=== Passage ===
----

Wednesday, November 19, 2025

 Wednesday, November 19, 2025

“The Lord is my rock, my fortress, and my savior; my God is my rock, in whom I find protection. He is my shield, the power that saves me, and my place of safety.” (Psalm 18:2, The New Living Translation)

               Yesterday marked our 47th wedding anniversary. Wow! It has gone by in a flash in many ways, yet I am amazed and thankful for all that we have accomplished together, both in family and in ministry. Our four adult children, their partners and their children, our seven grandchildren, are a blessing and a joy each and every day. There have been so many people who have commented to us over the years how special our family is and how proud we must be. We are!

----

=== Extracted entries ===
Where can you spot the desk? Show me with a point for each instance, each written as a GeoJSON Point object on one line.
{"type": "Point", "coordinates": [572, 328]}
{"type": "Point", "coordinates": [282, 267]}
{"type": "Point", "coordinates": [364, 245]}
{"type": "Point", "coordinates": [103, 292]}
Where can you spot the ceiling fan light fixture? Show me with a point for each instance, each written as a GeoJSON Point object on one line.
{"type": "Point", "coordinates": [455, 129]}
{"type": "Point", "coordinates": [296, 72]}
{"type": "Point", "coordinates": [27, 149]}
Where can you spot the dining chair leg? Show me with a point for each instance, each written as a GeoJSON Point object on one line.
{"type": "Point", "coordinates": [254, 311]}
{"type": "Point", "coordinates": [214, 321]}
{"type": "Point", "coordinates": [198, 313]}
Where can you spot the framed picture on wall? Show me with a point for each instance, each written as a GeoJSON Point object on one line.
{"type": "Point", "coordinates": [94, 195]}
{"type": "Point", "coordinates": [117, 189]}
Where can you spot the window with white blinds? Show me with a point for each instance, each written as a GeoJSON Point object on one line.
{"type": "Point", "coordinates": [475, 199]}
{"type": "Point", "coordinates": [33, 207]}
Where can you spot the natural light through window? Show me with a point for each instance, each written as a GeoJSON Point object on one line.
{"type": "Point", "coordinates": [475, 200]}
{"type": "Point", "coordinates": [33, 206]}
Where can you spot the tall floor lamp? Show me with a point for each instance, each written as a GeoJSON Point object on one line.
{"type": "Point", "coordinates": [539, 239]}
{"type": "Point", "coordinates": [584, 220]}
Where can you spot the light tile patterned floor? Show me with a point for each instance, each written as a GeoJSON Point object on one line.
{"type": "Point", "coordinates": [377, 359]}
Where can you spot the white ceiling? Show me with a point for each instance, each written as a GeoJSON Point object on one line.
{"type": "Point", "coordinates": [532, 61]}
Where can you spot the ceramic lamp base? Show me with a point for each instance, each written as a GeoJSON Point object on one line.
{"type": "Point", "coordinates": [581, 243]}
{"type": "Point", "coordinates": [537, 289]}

----

=== Problem details ===
Update the anniversary passage: write out everything from "Yesterday marked our" down to "be. We are!", with "grandchildren" swapped for "grandkids".

=== Output ===
Yesterday marked our 47th wedding anniversary. Wow! It has gone by in a flash in many ways, yet I am amazed and thankful for all that we have accomplished together, both in family and in ministry. Our four adult children, their partners and their children, our seven grandkids, are a blessing and a joy each and every day. There have been so many people who have commented to us over the years how special our family is and how proud we must be. We are!